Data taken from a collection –
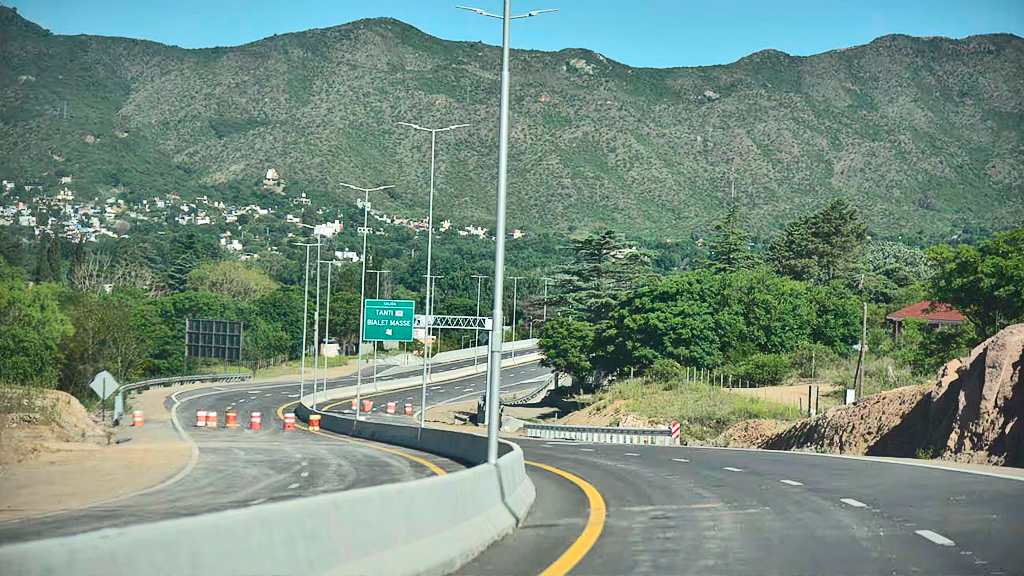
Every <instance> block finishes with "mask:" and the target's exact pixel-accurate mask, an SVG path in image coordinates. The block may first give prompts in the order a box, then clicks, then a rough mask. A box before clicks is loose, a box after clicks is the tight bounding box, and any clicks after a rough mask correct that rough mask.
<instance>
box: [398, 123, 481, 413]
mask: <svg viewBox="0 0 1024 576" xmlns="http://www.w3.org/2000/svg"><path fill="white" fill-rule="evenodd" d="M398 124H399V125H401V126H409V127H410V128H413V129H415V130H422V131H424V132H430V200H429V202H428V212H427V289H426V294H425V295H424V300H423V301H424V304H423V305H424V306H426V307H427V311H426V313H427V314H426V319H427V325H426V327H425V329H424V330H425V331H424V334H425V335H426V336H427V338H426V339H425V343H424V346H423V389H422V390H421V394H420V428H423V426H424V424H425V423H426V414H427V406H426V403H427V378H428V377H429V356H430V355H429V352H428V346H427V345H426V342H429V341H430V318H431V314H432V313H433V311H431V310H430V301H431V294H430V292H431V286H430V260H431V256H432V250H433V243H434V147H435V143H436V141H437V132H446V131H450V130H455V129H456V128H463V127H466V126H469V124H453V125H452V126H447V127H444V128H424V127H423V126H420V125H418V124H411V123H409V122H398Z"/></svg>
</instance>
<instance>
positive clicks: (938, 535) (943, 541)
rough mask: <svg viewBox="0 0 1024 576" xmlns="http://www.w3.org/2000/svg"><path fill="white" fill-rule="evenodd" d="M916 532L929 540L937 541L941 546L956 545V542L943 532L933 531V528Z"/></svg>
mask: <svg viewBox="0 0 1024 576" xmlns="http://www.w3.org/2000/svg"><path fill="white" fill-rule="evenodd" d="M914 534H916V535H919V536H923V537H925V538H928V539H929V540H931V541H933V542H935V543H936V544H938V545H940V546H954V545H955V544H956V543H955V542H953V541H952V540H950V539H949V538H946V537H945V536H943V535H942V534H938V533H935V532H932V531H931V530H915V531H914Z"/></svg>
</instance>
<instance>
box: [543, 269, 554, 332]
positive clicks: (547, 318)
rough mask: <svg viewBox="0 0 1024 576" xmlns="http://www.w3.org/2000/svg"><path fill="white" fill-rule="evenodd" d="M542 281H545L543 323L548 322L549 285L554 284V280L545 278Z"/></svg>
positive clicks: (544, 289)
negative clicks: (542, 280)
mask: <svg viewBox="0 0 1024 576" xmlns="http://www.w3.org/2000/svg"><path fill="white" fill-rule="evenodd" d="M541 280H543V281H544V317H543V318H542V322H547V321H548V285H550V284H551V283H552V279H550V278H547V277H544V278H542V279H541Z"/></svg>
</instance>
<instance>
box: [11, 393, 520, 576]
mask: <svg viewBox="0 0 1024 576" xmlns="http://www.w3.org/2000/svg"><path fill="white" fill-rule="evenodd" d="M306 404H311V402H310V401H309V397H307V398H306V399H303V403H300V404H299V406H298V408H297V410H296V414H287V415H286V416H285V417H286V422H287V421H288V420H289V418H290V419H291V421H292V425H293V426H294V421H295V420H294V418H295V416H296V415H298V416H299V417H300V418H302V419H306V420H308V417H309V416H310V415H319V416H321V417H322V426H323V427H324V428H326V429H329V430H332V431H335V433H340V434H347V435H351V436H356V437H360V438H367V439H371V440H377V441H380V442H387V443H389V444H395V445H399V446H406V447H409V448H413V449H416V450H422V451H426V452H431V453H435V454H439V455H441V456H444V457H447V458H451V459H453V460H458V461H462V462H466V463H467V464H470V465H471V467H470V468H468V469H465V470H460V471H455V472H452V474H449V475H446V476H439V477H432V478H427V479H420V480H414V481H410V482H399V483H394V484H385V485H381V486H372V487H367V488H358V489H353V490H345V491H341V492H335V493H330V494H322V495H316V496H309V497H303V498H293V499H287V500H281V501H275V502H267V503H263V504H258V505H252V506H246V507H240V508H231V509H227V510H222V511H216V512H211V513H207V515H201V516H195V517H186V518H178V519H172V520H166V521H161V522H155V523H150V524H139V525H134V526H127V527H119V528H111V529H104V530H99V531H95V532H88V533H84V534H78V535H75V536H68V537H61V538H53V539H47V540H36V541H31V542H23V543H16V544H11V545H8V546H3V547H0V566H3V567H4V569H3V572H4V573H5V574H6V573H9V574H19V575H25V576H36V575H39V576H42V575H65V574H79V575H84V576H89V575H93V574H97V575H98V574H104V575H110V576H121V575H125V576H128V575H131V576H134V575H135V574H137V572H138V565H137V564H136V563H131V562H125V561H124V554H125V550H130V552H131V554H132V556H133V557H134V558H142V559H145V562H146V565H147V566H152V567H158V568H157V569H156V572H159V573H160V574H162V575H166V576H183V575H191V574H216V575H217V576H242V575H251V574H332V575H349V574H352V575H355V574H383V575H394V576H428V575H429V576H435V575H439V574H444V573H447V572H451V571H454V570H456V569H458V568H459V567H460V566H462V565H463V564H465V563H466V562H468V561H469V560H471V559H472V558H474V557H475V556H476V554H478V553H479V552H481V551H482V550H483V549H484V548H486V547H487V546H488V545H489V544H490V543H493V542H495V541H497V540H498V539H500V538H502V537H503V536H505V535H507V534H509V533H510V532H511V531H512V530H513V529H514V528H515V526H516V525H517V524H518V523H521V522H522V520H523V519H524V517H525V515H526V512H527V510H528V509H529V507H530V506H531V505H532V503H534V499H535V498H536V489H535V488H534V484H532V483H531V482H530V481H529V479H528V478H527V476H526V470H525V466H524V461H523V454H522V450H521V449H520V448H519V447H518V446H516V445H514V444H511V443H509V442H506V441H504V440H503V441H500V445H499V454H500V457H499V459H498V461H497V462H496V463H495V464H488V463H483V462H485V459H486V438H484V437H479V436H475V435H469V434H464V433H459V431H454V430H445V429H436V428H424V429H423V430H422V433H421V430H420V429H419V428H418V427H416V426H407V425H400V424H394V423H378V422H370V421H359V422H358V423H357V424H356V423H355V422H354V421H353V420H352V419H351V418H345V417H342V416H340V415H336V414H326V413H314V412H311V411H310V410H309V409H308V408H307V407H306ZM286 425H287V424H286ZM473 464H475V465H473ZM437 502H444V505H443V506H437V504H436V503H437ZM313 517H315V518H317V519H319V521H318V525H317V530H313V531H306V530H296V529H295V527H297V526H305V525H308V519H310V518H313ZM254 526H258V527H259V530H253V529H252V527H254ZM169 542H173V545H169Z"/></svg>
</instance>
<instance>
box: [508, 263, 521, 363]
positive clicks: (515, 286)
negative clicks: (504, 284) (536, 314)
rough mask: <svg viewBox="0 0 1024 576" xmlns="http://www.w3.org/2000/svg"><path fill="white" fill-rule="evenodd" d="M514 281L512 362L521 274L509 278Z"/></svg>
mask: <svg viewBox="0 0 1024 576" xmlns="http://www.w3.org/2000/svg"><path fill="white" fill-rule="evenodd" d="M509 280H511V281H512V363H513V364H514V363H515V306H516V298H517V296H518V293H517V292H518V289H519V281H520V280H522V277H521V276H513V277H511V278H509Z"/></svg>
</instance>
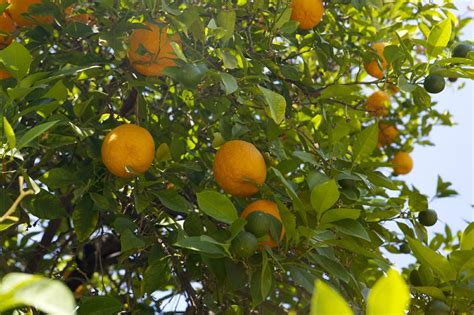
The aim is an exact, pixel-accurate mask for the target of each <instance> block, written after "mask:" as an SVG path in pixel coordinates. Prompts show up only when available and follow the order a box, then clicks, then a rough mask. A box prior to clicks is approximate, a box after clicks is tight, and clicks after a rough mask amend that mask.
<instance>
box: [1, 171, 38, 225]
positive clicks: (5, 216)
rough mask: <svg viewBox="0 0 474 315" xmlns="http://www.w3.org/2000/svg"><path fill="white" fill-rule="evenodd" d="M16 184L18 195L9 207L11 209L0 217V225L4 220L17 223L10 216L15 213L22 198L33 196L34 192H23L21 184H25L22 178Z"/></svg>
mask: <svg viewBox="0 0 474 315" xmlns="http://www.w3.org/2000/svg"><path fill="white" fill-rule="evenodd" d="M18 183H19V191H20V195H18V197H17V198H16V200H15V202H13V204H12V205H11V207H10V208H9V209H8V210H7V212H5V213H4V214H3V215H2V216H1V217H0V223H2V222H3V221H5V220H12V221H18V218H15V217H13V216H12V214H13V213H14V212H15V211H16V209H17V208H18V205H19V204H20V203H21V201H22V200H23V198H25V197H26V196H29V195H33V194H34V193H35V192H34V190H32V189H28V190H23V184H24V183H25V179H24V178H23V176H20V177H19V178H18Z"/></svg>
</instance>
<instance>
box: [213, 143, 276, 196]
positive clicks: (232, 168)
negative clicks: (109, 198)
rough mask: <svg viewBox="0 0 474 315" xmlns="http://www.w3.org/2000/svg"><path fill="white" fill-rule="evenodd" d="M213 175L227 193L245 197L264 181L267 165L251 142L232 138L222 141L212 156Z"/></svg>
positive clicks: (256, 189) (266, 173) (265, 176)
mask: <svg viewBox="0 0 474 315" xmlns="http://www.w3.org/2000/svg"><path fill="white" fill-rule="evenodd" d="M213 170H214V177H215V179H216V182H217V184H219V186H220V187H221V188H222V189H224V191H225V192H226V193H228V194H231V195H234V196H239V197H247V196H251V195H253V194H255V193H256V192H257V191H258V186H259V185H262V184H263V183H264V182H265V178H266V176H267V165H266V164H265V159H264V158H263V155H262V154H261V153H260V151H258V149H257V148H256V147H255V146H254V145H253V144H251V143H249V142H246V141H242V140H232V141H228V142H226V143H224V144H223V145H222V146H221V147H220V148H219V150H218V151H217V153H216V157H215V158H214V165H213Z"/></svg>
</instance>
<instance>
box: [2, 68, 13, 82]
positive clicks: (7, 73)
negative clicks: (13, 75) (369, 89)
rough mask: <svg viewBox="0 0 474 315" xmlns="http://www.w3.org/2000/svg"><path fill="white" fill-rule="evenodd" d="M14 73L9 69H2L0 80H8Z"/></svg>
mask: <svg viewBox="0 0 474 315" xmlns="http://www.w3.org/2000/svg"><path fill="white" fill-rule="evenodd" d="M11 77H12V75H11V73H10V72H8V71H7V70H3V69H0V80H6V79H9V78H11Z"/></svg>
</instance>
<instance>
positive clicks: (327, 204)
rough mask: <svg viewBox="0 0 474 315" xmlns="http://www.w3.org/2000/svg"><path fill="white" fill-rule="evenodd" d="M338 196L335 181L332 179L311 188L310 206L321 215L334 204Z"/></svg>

==

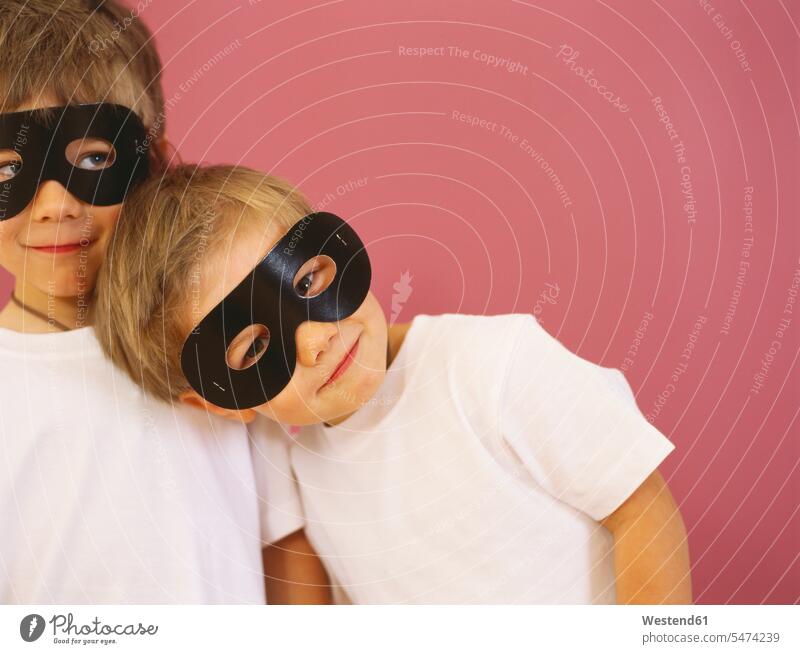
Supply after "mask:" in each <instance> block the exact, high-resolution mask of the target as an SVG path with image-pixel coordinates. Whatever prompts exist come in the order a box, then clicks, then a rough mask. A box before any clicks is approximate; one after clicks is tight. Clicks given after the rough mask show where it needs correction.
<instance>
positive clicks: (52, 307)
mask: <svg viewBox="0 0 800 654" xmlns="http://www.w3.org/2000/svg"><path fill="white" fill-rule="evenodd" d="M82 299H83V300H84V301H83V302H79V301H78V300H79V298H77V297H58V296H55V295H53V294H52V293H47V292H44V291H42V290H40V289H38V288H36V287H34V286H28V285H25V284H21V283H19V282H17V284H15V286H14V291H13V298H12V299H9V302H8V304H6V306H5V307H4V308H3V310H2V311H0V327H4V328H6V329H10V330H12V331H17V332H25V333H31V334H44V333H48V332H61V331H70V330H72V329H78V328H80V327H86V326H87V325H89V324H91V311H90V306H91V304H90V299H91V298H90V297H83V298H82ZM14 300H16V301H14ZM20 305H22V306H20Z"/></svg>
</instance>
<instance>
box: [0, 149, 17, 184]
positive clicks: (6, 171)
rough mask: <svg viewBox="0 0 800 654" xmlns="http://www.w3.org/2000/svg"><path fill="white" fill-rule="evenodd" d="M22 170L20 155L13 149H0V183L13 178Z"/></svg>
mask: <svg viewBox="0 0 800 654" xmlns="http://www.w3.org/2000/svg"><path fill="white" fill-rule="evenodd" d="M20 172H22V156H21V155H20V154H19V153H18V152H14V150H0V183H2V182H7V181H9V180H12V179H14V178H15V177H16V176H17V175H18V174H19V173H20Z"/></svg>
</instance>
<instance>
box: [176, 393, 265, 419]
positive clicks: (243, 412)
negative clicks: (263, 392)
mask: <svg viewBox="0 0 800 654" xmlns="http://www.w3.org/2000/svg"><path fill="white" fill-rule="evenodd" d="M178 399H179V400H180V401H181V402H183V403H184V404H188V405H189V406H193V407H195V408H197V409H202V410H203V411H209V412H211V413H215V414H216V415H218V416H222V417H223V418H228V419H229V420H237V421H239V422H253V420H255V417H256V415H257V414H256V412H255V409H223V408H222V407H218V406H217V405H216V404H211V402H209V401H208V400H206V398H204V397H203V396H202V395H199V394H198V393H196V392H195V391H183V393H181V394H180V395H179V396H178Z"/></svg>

Work instruction –
State how many lines in the rows above contain the string "positive", giving only the number.

Task answer –
12